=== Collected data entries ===

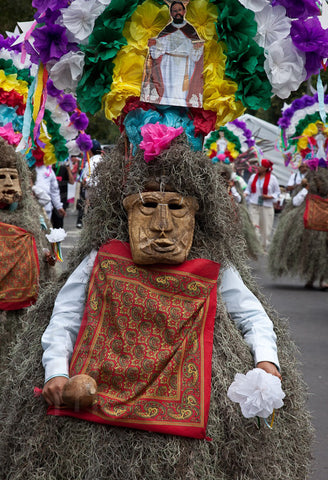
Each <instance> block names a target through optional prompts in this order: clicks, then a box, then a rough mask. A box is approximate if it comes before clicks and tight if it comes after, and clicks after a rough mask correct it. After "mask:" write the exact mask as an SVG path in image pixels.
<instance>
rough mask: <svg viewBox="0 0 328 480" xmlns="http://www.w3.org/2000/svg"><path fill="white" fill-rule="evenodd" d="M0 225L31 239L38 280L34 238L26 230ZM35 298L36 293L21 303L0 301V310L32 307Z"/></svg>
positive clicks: (35, 247) (2, 222) (31, 234)
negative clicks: (35, 293)
mask: <svg viewBox="0 0 328 480" xmlns="http://www.w3.org/2000/svg"><path fill="white" fill-rule="evenodd" d="M0 225H4V226H6V227H10V228H14V229H15V231H16V232H17V233H19V234H21V235H28V236H29V237H30V239H31V242H32V257H33V261H35V263H36V269H37V278H38V279H39V275H40V264H39V257H38V251H37V248H36V242H35V238H34V237H33V235H32V234H31V233H30V232H28V231H27V230H24V229H23V228H21V227H17V226H16V225H9V224H5V223H3V222H0ZM37 298H38V293H37V294H36V295H35V296H33V297H29V298H27V299H25V300H22V301H17V300H15V301H9V302H8V301H6V300H0V309H1V310H7V311H11V310H20V309H21V308H26V307H30V306H31V305H33V304H34V303H35V302H36V301H37Z"/></svg>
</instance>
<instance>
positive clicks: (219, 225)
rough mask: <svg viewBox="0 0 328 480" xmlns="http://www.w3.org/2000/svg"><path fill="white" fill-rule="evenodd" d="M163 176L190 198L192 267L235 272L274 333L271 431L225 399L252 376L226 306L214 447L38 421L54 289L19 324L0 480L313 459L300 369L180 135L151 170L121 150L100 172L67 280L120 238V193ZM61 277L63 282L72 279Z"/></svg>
mask: <svg viewBox="0 0 328 480" xmlns="http://www.w3.org/2000/svg"><path fill="white" fill-rule="evenodd" d="M163 174H165V175H167V176H169V178H170V182H171V183H172V184H173V185H174V186H175V188H176V190H177V192H179V193H181V194H182V195H191V196H194V197H196V199H197V201H198V203H199V205H200V210H199V212H198V215H197V216H196V226H195V234H194V241H193V245H192V249H191V252H190V256H189V258H190V259H192V258H200V257H203V258H207V259H210V260H214V261H217V262H219V263H221V266H222V268H223V267H224V266H228V265H234V266H236V268H237V269H238V271H239V273H240V274H241V275H242V277H243V280H244V282H245V283H246V285H247V286H248V287H249V288H250V289H251V290H252V291H253V292H254V293H255V294H256V295H257V296H258V297H259V298H260V299H261V301H262V303H263V304H264V306H265V308H266V310H267V312H268V314H269V316H270V318H271V319H272V320H273V322H274V325H275V332H276V334H277V337H278V350H279V356H280V362H281V366H282V375H283V389H284V391H285V393H286V401H285V406H284V407H283V408H282V409H280V410H279V412H278V413H277V419H276V421H275V425H274V428H273V430H269V429H268V428H266V427H261V428H260V429H258V428H257V424H256V421H255V420H254V419H251V420H246V419H245V418H244V417H243V416H242V415H241V413H240V410H239V407H238V406H237V405H236V404H233V403H232V402H230V401H229V400H228V398H227V394H226V393H227V389H228V387H229V385H230V384H231V383H232V381H233V378H234V375H235V373H237V372H242V373H245V372H247V371H248V370H249V369H251V368H253V359H252V356H251V354H250V352H249V348H248V347H247V346H246V344H245V342H244V341H243V339H242V337H241V335H240V333H239V332H238V331H237V330H236V328H235V326H234V325H233V323H232V321H231V320H230V318H229V316H228V315H227V312H226V311H225V307H224V306H223V304H222V302H219V304H218V307H217V312H216V320H215V331H214V344H213V357H212V395H211V402H210V413H209V421H208V428H207V434H208V436H209V437H211V441H207V440H196V439H188V438H184V437H178V436H172V435H164V434H157V433H149V432H144V431H138V430H132V429H128V428H116V427H111V426H104V425H99V424H95V423H89V422H86V421H82V420H77V419H74V418H58V417H51V416H47V415H46V408H45V405H44V404H43V403H42V400H41V399H39V398H34V397H33V388H34V387H35V386H39V387H40V386H41V385H42V383H43V375H44V372H43V368H42V366H41V355H42V351H41V347H40V337H41V335H42V333H43V331H44V329H45V327H46V326H47V324H48V321H49V318H50V315H51V311H52V307H53V303H54V299H55V297H56V295H57V292H58V289H59V286H60V285H62V284H63V282H64V281H65V279H66V278H67V273H66V274H63V275H62V277H61V279H60V282H59V284H51V285H49V287H48V289H47V290H46V291H45V292H44V293H43V294H42V296H41V298H40V299H39V301H38V304H37V305H36V306H34V307H32V308H31V309H30V310H29V312H28V315H27V317H26V323H25V328H24V331H23V332H22V334H21V335H20V338H19V340H18V342H17V343H16V346H15V348H14V350H13V351H12V354H11V360H10V365H9V367H8V370H7V372H6V375H5V377H4V378H5V382H4V385H3V387H2V401H1V405H0V411H1V414H0V415H1V419H0V420H1V421H0V424H1V435H0V455H1V457H2V458H3V459H4V461H3V462H2V465H1V469H2V471H1V474H2V475H4V476H5V477H6V478H10V479H11V480H19V479H23V478H24V479H26V478H33V479H35V480H41V479H43V478H47V479H49V480H61V479H65V480H68V479H69V480H73V479H74V480H77V479H79V480H82V479H83V480H91V479H97V480H98V479H99V480H100V479H109V478H110V479H113V480H120V479H127V480H153V479H156V480H164V479H167V478H174V479H177V480H183V479H188V480H201V479H202V480H203V479H206V480H218V479H220V480H231V479H235V480H254V479H264V478H267V477H268V475H269V476H270V480H287V479H288V480H291V479H292V480H301V479H304V480H305V478H306V477H307V472H308V468H309V461H310V453H309V452H310V439H311V426H310V423H309V416H308V414H307V412H306V410H305V408H304V403H305V386H304V384H303V382H302V379H301V378H300V374H299V372H298V367H297V363H296V360H295V356H296V355H297V352H296V348H295V346H294V344H293V343H292V341H291V340H290V338H289V335H288V332H287V326H286V323H285V322H284V321H283V320H281V319H279V318H278V316H277V314H276V313H275V312H274V311H273V310H272V308H271V307H270V306H269V305H268V304H267V303H266V302H265V300H264V299H263V297H262V295H261V293H260V292H259V290H258V288H257V286H256V285H255V284H254V282H253V280H252V276H251V273H250V271H249V270H248V268H247V267H246V265H245V255H244V253H243V252H244V241H243V239H242V238H241V236H240V235H239V233H238V229H239V225H238V223H236V224H233V225H232V224H231V221H230V220H231V218H232V215H233V213H234V212H233V207H232V202H231V199H230V198H229V196H228V194H227V192H226V188H225V186H224V185H223V183H221V180H219V178H218V176H216V175H213V166H212V165H211V162H210V160H209V159H208V158H206V157H205V156H204V155H202V154H200V153H195V152H192V151H191V150H190V149H189V147H188V146H187V144H186V142H185V140H184V139H183V138H178V139H176V140H175V143H174V144H172V146H171V147H170V148H169V149H168V150H166V151H164V152H163V153H162V154H161V155H159V156H158V157H157V158H156V159H155V160H154V161H153V162H151V163H149V164H146V163H145V162H144V161H143V158H142V153H141V152H138V153H137V154H136V157H134V158H133V160H132V161H131V162H125V160H124V145H123V144H122V143H121V144H119V145H118V147H117V148H116V149H115V150H113V151H112V152H111V155H110V156H109V157H108V158H107V159H106V160H105V161H104V162H102V163H100V164H99V165H98V166H97V168H96V175H97V189H93V190H92V193H91V196H90V209H88V213H87V215H86V218H85V223H84V229H83V231H82V235H81V239H80V242H79V245H78V246H77V248H76V249H75V252H74V254H73V256H72V259H71V263H70V266H69V271H70V272H71V271H72V269H73V268H74V267H75V266H77V265H78V264H79V263H80V261H81V260H82V259H83V258H84V257H85V256H86V254H87V253H89V252H90V251H91V249H92V248H99V247H100V246H101V245H102V244H104V243H105V242H107V241H108V240H109V239H111V238H116V239H119V240H122V241H127V240H128V226H127V217H126V213H125V211H124V209H123V206H122V199H123V196H125V195H128V194H131V193H137V192H138V191H139V190H141V191H142V188H143V185H144V184H145V182H146V180H147V179H148V178H149V177H154V178H156V177H158V176H160V175H163ZM70 272H68V273H70Z"/></svg>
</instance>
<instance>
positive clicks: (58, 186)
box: [35, 165, 66, 219]
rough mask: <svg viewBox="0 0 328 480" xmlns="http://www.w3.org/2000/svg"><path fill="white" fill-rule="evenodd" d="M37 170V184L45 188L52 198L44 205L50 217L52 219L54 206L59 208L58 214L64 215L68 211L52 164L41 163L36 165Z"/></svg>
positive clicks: (50, 197)
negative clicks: (44, 163) (42, 164)
mask: <svg viewBox="0 0 328 480" xmlns="http://www.w3.org/2000/svg"><path fill="white" fill-rule="evenodd" d="M35 171H36V181H35V186H36V187H37V188H41V189H42V190H44V191H45V192H46V193H47V194H48V195H49V197H50V199H51V201H50V202H48V203H47V204H46V205H45V206H44V209H45V211H46V213H47V215H48V218H49V219H51V215H52V211H53V209H54V208H55V209H56V210H57V213H58V215H60V216H62V217H64V216H65V215H66V212H65V210H64V208H63V202H62V201H61V199H60V191H59V185H58V181H57V178H56V175H55V172H54V171H53V170H52V167H51V165H39V166H37V167H35Z"/></svg>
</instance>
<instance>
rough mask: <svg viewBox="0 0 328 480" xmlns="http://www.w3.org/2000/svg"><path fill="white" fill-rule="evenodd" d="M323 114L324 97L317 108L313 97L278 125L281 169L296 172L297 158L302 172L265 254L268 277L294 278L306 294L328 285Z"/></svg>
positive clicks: (327, 163)
mask: <svg viewBox="0 0 328 480" xmlns="http://www.w3.org/2000/svg"><path fill="white" fill-rule="evenodd" d="M327 113H328V97H327V96H326V97H324V99H323V103H321V102H320V101H319V98H318V95H317V94H316V95H314V96H309V95H304V96H303V97H301V98H298V99H297V100H294V101H293V102H292V103H291V105H289V107H287V108H285V109H284V110H283V112H282V115H281V118H280V119H279V121H278V124H279V126H280V128H281V138H282V140H283V141H282V145H281V147H282V148H281V150H282V153H283V155H284V157H285V164H286V166H289V164H291V165H292V166H293V167H294V168H295V167H297V166H299V161H300V160H299V158H300V157H301V158H302V159H303V160H302V163H303V164H304V165H305V166H306V168H307V172H306V174H305V177H304V178H303V179H302V181H301V182H300V183H299V185H298V186H297V187H296V188H295V189H294V190H293V197H292V200H291V202H290V203H289V204H287V206H286V208H285V210H284V212H283V213H282V215H281V217H280V221H279V223H278V225H277V228H276V231H275V234H274V237H273V240H272V245H271V248H270V252H269V269H270V272H271V274H272V275H273V276H274V277H280V276H282V275H288V276H295V277H300V278H302V279H304V280H305V282H306V283H305V288H309V289H312V288H314V283H315V282H316V281H318V283H319V288H320V289H321V290H326V289H327V279H328V233H327V232H328V212H327V206H326V205H327V203H328V202H327V198H328V162H327V159H326V153H325V149H326V140H325V139H326V138H327V130H326V129H325V128H324V124H323V122H322V118H324V115H326V114H327ZM301 167H302V165H301ZM301 167H300V168H301ZM312 217H313V218H312Z"/></svg>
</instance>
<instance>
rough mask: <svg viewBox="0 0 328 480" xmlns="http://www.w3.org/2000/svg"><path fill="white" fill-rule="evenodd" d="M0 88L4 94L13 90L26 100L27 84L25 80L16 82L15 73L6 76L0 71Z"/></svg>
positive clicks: (20, 80)
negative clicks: (19, 94)
mask: <svg viewBox="0 0 328 480" xmlns="http://www.w3.org/2000/svg"><path fill="white" fill-rule="evenodd" d="M0 88H2V90H4V91H5V92H11V91H12V90H15V92H17V93H19V94H20V95H22V96H23V97H24V99H25V100H26V99H27V93H28V84H27V82H26V81H25V80H18V79H17V74H16V73H12V74H10V75H6V74H5V72H4V70H0Z"/></svg>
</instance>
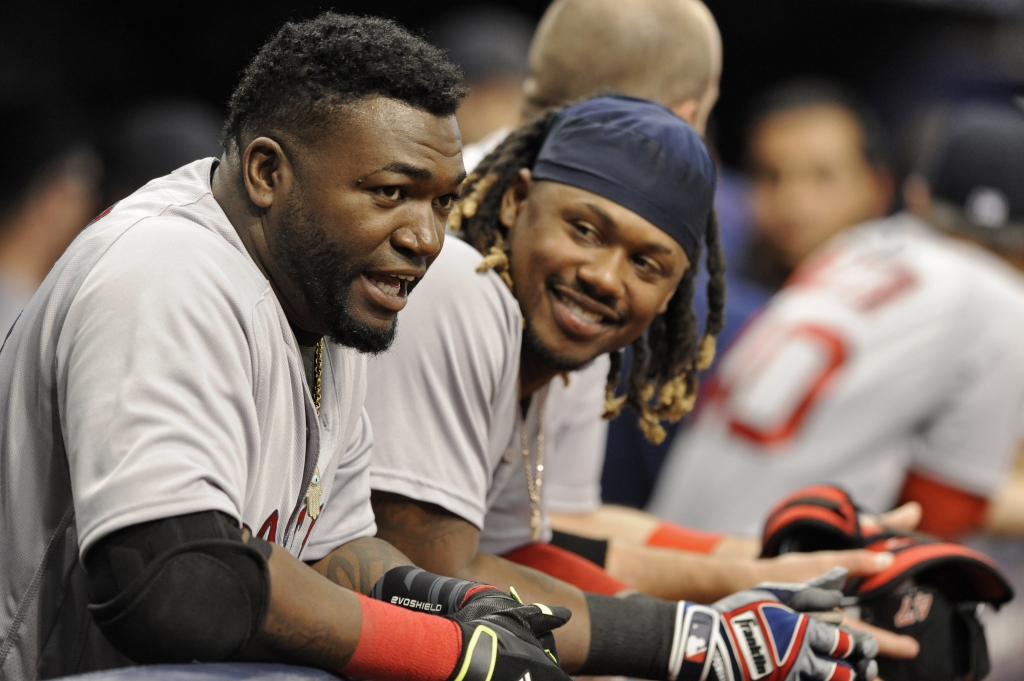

=== Directions ===
Only the lines from the first line of the entries through the line containing "positive clicks: (35, 247) (2, 222) (31, 234)" should be output, exactly as they are, without pictures.

=== Response to this exercise ===
Each <instance> block names a target through optional prompts in this order: clicks, then a box, then a rough mask. A box is approximate if it comes before clicks and tight if it comes after, and clicks after a rough mask correct it. After "mask:" write the exact mask as an SVG path in image pixels.
<instance>
rough mask: <svg viewBox="0 0 328 480" xmlns="http://www.w3.org/2000/svg"><path fill="white" fill-rule="evenodd" d="M0 225L31 239L38 280L34 238L26 230ZM35 298L36 293L21 303L0 301V310L32 307Z"/></svg>
positive clicks: (35, 247) (2, 222) (31, 234)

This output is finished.